[BEGIN Source material]

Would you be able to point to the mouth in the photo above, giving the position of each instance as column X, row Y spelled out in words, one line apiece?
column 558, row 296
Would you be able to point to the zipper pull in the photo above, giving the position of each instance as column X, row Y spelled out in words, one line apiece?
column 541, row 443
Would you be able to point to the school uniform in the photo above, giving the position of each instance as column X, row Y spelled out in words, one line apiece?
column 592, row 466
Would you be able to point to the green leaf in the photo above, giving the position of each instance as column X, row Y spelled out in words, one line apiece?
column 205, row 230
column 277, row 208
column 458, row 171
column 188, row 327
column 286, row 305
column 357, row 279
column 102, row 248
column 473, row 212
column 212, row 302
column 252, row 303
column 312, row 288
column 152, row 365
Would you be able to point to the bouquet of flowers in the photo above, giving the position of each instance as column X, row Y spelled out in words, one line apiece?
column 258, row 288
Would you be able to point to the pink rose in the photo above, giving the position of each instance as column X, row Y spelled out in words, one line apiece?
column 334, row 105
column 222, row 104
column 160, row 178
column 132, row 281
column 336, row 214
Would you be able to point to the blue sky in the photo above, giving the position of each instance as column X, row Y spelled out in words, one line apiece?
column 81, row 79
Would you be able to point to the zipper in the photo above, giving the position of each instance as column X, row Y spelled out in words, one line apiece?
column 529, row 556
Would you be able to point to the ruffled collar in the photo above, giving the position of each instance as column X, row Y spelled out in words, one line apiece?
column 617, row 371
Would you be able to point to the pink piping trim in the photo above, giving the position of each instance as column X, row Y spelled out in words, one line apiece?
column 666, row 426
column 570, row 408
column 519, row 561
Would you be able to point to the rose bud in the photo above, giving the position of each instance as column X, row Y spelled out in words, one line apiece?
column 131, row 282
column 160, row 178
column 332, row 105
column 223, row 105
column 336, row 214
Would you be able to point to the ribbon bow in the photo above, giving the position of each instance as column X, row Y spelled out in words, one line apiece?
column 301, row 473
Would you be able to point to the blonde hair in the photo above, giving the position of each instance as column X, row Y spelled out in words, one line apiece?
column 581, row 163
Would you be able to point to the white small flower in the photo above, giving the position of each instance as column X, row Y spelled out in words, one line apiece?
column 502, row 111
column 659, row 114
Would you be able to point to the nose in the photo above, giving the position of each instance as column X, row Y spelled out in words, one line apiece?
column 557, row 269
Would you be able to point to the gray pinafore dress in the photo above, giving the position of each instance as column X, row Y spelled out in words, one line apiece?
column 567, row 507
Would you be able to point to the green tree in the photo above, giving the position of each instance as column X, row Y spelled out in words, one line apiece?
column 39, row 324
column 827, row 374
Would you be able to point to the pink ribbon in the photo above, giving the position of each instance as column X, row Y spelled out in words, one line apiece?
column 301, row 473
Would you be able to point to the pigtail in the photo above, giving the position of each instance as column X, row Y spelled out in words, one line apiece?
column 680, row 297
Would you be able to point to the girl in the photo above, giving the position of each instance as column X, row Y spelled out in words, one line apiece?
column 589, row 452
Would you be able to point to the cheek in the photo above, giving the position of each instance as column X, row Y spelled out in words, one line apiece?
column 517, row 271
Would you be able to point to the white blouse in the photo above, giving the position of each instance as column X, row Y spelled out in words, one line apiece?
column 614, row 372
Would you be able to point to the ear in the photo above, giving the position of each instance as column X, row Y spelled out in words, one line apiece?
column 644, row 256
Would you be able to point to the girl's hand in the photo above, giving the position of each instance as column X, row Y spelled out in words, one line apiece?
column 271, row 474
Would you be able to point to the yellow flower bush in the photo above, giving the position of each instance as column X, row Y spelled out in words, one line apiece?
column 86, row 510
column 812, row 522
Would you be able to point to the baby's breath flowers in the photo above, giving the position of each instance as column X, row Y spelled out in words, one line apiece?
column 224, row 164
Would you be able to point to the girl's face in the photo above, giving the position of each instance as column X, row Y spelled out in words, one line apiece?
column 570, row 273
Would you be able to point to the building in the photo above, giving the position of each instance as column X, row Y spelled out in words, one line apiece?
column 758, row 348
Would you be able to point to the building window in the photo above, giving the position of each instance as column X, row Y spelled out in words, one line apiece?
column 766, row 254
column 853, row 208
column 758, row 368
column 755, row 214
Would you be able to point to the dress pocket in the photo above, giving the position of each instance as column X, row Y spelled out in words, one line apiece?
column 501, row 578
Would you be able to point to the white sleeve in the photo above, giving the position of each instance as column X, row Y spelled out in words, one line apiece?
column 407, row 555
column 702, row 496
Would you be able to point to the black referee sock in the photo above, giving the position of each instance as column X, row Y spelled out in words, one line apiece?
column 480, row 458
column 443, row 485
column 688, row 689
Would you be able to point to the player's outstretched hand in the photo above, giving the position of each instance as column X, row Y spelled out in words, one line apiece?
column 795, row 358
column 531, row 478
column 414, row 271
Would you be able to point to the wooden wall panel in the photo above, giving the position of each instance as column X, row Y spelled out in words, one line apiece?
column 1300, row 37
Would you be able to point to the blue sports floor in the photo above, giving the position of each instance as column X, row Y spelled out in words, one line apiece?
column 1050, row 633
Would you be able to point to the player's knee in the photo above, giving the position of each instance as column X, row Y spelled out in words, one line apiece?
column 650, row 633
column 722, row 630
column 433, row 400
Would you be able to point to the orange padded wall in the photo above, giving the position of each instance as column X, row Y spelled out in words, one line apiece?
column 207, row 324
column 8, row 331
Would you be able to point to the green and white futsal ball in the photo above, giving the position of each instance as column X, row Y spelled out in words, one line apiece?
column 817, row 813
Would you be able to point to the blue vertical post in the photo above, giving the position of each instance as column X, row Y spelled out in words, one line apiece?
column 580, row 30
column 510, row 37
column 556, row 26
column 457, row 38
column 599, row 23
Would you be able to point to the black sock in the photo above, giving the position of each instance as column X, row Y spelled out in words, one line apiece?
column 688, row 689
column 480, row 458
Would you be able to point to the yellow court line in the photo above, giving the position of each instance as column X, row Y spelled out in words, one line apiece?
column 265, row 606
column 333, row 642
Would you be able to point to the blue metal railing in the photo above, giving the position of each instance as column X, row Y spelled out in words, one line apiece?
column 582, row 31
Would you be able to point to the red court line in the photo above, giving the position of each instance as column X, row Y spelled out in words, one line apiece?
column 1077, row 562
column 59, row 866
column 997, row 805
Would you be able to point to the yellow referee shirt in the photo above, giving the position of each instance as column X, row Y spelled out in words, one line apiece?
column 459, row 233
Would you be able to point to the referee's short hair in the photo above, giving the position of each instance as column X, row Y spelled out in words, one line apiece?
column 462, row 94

[END Source material]

### Problem to work on
Make an exact copy of the listing, including every line.

### Response to the task
Would you be able to point to the mouth in the photo above, giving the position of each instance as column X, row Y spelled out in words, one line apiece?
column 558, row 296
Would you be able to point to the zipper pull in the photo above, giving the position of each instance as column X, row Y spelled out in words, one line apiece?
column 541, row 443
Would you be able to point to the school uniform in the photo above, giving the position of each instance as column X, row Y spelled out in words, one line apiece?
column 592, row 466
Would you be able to point to the green leaf in the photo above, giving the position of each instance as column X, row Y spelled out in words, one line apiece?
column 205, row 230
column 277, row 208
column 458, row 171
column 188, row 327
column 286, row 305
column 357, row 279
column 102, row 248
column 473, row 212
column 212, row 302
column 252, row 303
column 312, row 288
column 152, row 365
Would you be able to point to the bouquet of flowers in the photo above, giving the position of each instance as column X, row Y spelled out in words, one line apiece?
column 258, row 288
Would you be able to point to the pink rose in the photo above, giving the position of each instance as column X, row Y spelled out in words, one line apiece?
column 334, row 105
column 222, row 104
column 160, row 178
column 132, row 281
column 336, row 214
Would you be able to point to the blue sky in the photo above, giving the position of each instance as column X, row Y spelled out in words, one line apiece?
column 81, row 79
Would you be able to point to the zipper in the photo above, giving the position of each instance as column X, row Y spelled out in words, one line apiece?
column 529, row 556
Would you be able to point to the ruffled collar in the photo above, giving the position of each instance as column X, row Y spelled out in words, one line apiece?
column 617, row 371
Would you be able to point to the pink piping trim in the photo above, giving the position of each instance as column X, row Y spelled out in words, one line apiece?
column 666, row 426
column 570, row 408
column 519, row 561
Would you be able to point to the rose bud in the photo above, giving the position of each instance as column X, row Y spelled out in words, one line apiece?
column 131, row 282
column 160, row 178
column 332, row 105
column 223, row 105
column 336, row 214
Would you be able to point to the ribbon bow in the photo above, giving the position of each instance as column X, row Y spelled out in words, one line apiece?
column 301, row 473
Would you be able to point to the blonde hair in the photo above, giving the position of each instance as column X, row Y spelled out in words, one line apiece?
column 581, row 163
Would you be able to point to the white small flower in the photo above, giving the position of each instance as column X, row Y spelled out in words, one line apiece?
column 502, row 111
column 659, row 114
Would you be able to point to the nose in the photo above, giving the position of each instance as column X, row Y spelled out in words, one line apiece?
column 557, row 269
Would you be able to point to the gray pinafore dress in the photo above, giving the position of each instance as column X, row Y spelled out in words, one line apiece?
column 567, row 507
Would you be able to point to the green tree in the photo above, giving the position of each instance as column X, row Y spelled out in words, one line apiece?
column 39, row 324
column 827, row 374
Would you be able to point to the pink ribbon in the photo above, giving the position of each instance as column X, row Y spelled out in words, one line apiece?
column 301, row 473
Would you be able to point to the pigtail in the photo above, giving the position of each instance as column X, row Y spelled out in words, one line apiece?
column 680, row 297
Would you be able to point to the girl in the photo above, giving the position of each instance as column X, row Y spelled out in words, one line apiece?
column 589, row 452
Would you be able to point to the cheek in the photo above, giving the position of each instance as column X, row Y spelled out in words, one line apiece?
column 517, row 271
Would you be able to point to the white blouse in the photo above, giving the position of each instance as column X, row Y spelled out in words, one line apiece?
column 614, row 372
Would you be able to point to the ear in the photo above, giving the position of each instance as column X, row Y spelled out in words, one line apiece?
column 644, row 256
Would you be able to point to the girl's hand in the photo above, giving the position of each instance as column X, row Y spelled out in words, one line apiece?
column 271, row 474
Would you be able to point to the yellow flower bush in the photo above, giving the position of each instance as column X, row Y spelled out in words, one line apiece?
column 86, row 510
column 812, row 522
Would you be able to point to the baby's breath flowers in the photo above, giving the position of each instance as column X, row Y spelled out in words, one line apiece?
column 224, row 164
Would you be able to point to the girl's face in the photo above, giving the position of each instance as column X, row Y spelled out in words, one line apiece?
column 570, row 273
Would you be able to point to the building in the photo above, giving the position of each instance as column X, row Y spelled out in words, one line apiece?
column 758, row 348
Would you be able to point to the building window in the photo above, giving the position of each instance as column X, row Y spelled out in words, one line apiece?
column 766, row 254
column 853, row 208
column 758, row 368
column 755, row 214
Would you be able to point to the dress pocket in the photo above, giving the position of each instance as column X, row Y spelled out in words, one line apiece?
column 501, row 578
Would you be able to point to the white sleeve in the photo above, giving the position of each instance as column X, row Y spelled out in words, one line apiece?
column 407, row 555
column 702, row 496
Would you be able to point to the black referee sock in the photo above, giving the position of each instance as column X, row Y spelled out in words, one line apiece?
column 480, row 458
column 443, row 485
column 688, row 689
Would you be able to point to the player's outstretched hand in the photo above, giving the position of each instance as column X, row Y spelled out in words, one line apiece?
column 795, row 358
column 531, row 478
column 414, row 271
Would you be able to point to the wooden wall panel in the photo above, giving the position of each instance as column X, row Y spelled out in words, one line apiece?
column 1300, row 37
Would you be able to point to the blue sports floor in the photo above, giving the position of each instance as column X, row Y spelled out in words, one line apiece?
column 1050, row 633
Would you be able to point to the player's knee in the photo above, giving the position of each instance as column X, row Y spelled out in words, one line apiece?
column 650, row 633
column 722, row 630
column 433, row 400
Would you be able to point to the orange padded wall in the photo above, giving the position of each instance as column X, row Y spelled out in words, one line apiece?
column 207, row 324
column 8, row 331
Would you be able to point to the green and white futsal ball in the photo above, giving the position of each instance as column X, row Y spelled out in words, one line apiece?
column 817, row 813
Would you be able to point to the blue vertical post in the photo above, giving the position of each instance as column X, row Y spelled out in words, one line apiece?
column 580, row 30
column 510, row 37
column 556, row 26
column 457, row 38
column 599, row 23
Would you be able to point to the black sock in the photo above, giving the position of each instance as column X, row Y spelled out in words, one line apiece?
column 688, row 689
column 480, row 458
Would you be able to point to the yellow court line in the photo above, giving the position of each instance as column X, row Y spelled out in words, one line apiece?
column 265, row 606
column 333, row 642
Would you be able to point to the blue metal railing in the photo above, giving the position of each instance as column X, row Y spelled out in words, one line apiece?
column 582, row 31
Would you be able to point to the red court line in the photo above, giving the position of each instance as column X, row Y spelled out in words, one line apiece?
column 1077, row 562
column 59, row 866
column 997, row 805
Would you be able to point to the yellow referee shirt in the photo above, giving the position of each instance as column X, row Y spelled out in words, one line apiece?
column 459, row 233
Would you be able to point to the referee's short hair in the photo above, giving the position of each instance as column X, row Y spelled out in words, one line apiece?
column 462, row 94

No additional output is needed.